=== Records shown ===

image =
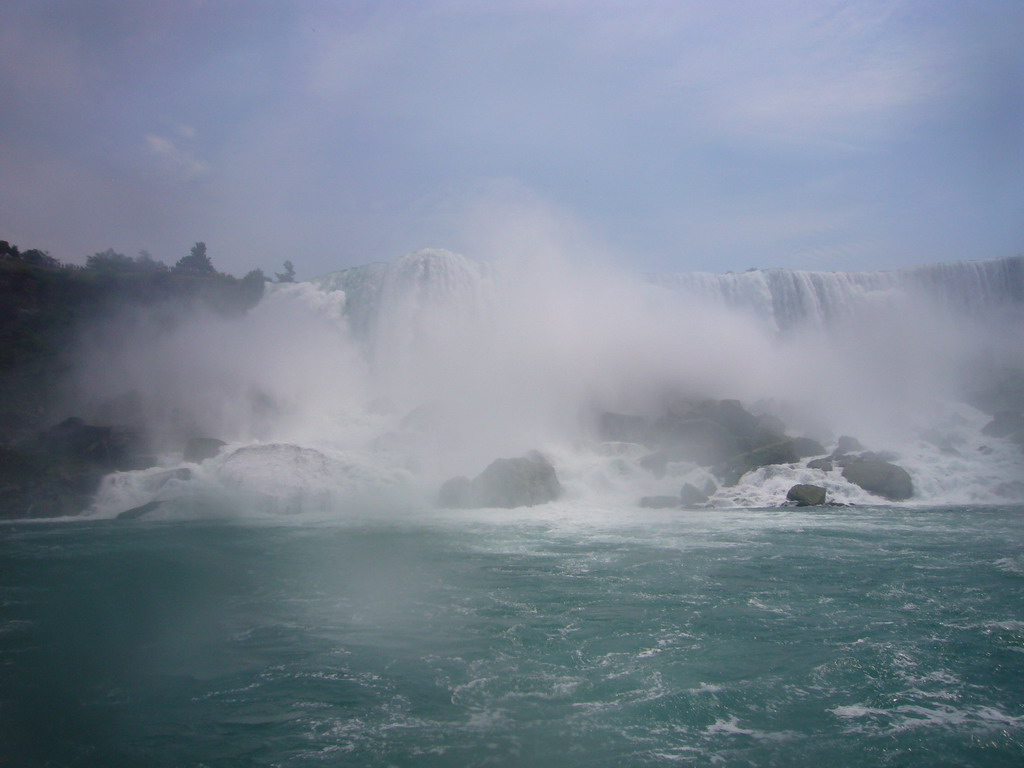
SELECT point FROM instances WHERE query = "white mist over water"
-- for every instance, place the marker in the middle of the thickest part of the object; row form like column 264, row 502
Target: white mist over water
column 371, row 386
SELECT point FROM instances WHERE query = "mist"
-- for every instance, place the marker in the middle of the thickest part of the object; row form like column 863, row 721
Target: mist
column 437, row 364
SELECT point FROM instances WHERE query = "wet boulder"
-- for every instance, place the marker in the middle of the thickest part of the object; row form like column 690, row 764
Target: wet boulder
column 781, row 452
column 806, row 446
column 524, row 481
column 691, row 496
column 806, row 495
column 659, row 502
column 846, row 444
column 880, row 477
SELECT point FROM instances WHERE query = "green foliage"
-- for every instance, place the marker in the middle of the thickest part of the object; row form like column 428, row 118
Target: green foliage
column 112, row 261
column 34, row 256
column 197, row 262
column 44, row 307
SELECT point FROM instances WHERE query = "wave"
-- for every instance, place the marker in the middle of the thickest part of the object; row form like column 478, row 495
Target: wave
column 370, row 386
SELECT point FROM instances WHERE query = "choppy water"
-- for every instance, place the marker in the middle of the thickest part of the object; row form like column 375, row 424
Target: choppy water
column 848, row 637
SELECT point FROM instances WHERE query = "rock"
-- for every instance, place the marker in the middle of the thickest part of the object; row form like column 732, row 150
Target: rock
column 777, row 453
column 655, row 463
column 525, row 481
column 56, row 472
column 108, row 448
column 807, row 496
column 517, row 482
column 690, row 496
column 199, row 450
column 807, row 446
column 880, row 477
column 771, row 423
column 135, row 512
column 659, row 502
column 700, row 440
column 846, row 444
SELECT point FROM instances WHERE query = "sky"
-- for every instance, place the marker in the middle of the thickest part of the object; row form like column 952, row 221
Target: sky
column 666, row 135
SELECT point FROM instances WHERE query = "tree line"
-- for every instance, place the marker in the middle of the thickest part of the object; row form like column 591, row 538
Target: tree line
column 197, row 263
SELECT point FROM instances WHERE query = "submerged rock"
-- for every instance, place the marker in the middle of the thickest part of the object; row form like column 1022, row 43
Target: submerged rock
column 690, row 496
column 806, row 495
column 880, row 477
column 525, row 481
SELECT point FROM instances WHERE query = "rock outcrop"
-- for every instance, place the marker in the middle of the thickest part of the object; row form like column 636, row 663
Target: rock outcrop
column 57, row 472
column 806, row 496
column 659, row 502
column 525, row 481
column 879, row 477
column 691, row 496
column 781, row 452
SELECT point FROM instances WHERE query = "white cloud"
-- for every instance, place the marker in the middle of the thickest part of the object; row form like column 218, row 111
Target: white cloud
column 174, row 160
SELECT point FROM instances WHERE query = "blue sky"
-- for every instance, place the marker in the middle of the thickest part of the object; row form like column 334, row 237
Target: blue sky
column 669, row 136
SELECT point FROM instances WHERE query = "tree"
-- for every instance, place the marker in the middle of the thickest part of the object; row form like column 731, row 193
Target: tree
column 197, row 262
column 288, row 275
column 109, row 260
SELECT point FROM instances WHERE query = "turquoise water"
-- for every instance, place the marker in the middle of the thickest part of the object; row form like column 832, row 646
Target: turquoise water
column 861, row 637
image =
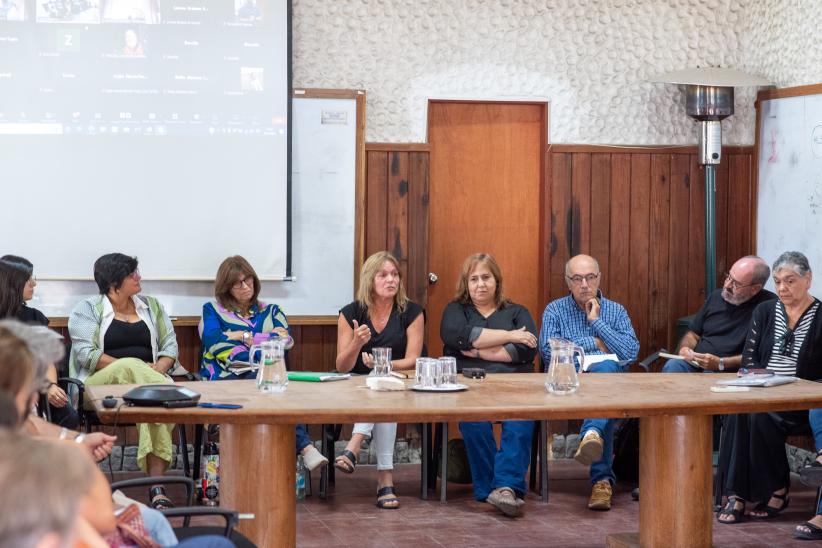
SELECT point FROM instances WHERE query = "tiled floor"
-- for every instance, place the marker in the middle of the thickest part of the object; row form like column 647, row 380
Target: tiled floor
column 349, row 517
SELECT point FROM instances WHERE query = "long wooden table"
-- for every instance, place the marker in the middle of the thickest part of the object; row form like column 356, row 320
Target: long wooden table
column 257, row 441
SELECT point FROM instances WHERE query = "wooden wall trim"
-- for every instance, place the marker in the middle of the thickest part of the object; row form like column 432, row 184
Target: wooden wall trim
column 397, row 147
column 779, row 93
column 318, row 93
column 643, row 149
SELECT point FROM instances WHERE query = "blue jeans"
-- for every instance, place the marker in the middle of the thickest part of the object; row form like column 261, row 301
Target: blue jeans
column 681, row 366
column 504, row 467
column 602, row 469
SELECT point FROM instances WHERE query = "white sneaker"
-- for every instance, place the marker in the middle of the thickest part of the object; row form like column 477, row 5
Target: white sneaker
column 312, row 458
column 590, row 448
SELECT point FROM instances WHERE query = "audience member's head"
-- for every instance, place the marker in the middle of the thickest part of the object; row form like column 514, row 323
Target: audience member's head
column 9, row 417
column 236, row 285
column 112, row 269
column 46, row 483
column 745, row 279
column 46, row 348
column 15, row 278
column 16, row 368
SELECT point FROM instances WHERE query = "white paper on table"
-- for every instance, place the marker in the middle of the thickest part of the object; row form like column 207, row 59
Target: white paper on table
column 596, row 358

===

**To do**
Write out the records word for word. Pictures stay out.

**Task solution**
image =
SELECT point FROM instances WHERE query = "white mist over water"
-- for every instance, place the marker in the middle of the thickest part of the object; row form like column 264, row 502
Target: white mist over water
column 371, row 386
SELECT point FROM instances WHERE query = "mist"
-- for every instance, place the marker in the middle of the thickest part of the object; row form like column 863, row 721
Target: mist
column 437, row 364
SELECT point FROM instances WHERE query = "wet boulder"
-- for every instance, place the marker in the middle of the thickest part of the object; row form like column 690, row 764
Target: wet boulder
column 781, row 452
column 806, row 446
column 524, row 481
column 691, row 496
column 806, row 495
column 659, row 502
column 846, row 444
column 880, row 477
SELECT point FROM instances WHERE query = "green foliage"
-- for every instance, place the marker in the middle of the thickest part of the object; row form like column 428, row 118
Target: green foliage
column 112, row 261
column 34, row 256
column 197, row 262
column 44, row 307
SELECT point FROM instances WHERE query = "wave"
-- for every instance, place the marker in the middle of the thickest part of the object; row form like column 478, row 495
Target: wave
column 370, row 386
SELECT point FROM instances WHERE query = "choppy water"
-- for every instance, place the marker in the middle of the thickest part of the object; row form like column 375, row 424
Target: choppy water
column 848, row 637
SELECT point FROM instances WHERE query = "rock"
-- for every instance, place the marker in the middle of the thickest part of the object; row form like column 732, row 150
Target: rock
column 777, row 453
column 655, row 463
column 525, row 481
column 56, row 472
column 108, row 448
column 807, row 496
column 517, row 482
column 690, row 496
column 199, row 450
column 807, row 446
column 880, row 477
column 771, row 423
column 135, row 512
column 659, row 502
column 700, row 440
column 846, row 444
SELECT point FROM instances WHERE query = "sky"
-- for every instance, place the marker in the middle of the thickest part of the object; row form like column 952, row 221
Target: sky
column 666, row 135
SELECT point FROM instances WHERE query = "tree line"
-- for every instance, place the marker in the middle of the thickest part of the object; row form like column 591, row 538
Target: tree line
column 197, row 263
SELECT point FROM instances WHERE query = "submerged rock"
-- for every instance, place the marker in the middle of the thickest part of the object; row form like column 1022, row 43
Target: submerged rock
column 690, row 496
column 806, row 495
column 880, row 477
column 525, row 481
SELECT point FROM instances WHERE query = "rock outcrop"
-- for every instance, place the marker in the middle of the thickest part of the object; row form like column 636, row 663
Target: rock outcrop
column 57, row 472
column 806, row 496
column 659, row 502
column 525, row 481
column 879, row 477
column 691, row 496
column 781, row 452
SELECT point FROM instances WHERE query = "white cloud"
-- for every instance, place the marker in the middle of the thickest part of the object; row form like column 218, row 111
Target: white cloud
column 174, row 160
SELECT point FROM instances WHERE query = "blue sky"
-- for every instance, place the marker in the middle of the thickest part of the object; row form like column 334, row 237
Target: blue sky
column 669, row 136
SELECT point FROM instances WHERE query = "tree"
-- for every instance, place the marker in the middle of the thickest part of the object; row form like column 731, row 193
Target: tree
column 197, row 262
column 288, row 275
column 109, row 260
SELECT point FROM instances WHERE query = "turquoise water"
-- for every instance, place the marker in the middle of the thickest part of the object; row form like column 832, row 646
Target: turquoise water
column 861, row 637
image =
SELECT point FROM instances WHERE query = "tiled floor"
-- for every instance, place the marker in the middle of the thickest part of the object; row form like column 647, row 380
Target: tiled floor
column 349, row 517
SELECT point FROM instances WHERE query = "long wooden table"
-- for every instance, place the marker in the middle of the thickest part of the object; row form like column 356, row 320
Target: long wooden table
column 257, row 441
SELECT point FROM instances WHERE query = "wooden wall trim"
-- for every instance, place the marker in the middle of the thickest part of the object; row form like column 432, row 184
Target: wooden wall trim
column 397, row 147
column 779, row 93
column 318, row 93
column 643, row 149
SELECT point FROM instances WHERE query = "blue jeans"
-- for every instance, place the marker in the middle of the thickest part of the object; row form like column 261, row 301
Target: blue jeans
column 681, row 366
column 504, row 467
column 602, row 469
SELECT point FROM instances WHERE query = "white sneaker"
-- for every instance, place the marker in the middle of the thickest part of the object; row form like column 477, row 5
Target: white sneaker
column 312, row 458
column 590, row 448
SELECT point FROM instances WHERE query = "audience member's head"
-- for every instance, place the marker in the middle of the thickest part of the object; row form like column 514, row 323
Target: audience member's head
column 9, row 417
column 236, row 285
column 112, row 269
column 46, row 483
column 745, row 279
column 46, row 348
column 15, row 278
column 16, row 368
SELECT point FROM instances WHERE query = "white paper on table"
-- for every instance, place the marker in the middle of the thickest part of the object; row form like column 207, row 59
Target: white paper on table
column 596, row 358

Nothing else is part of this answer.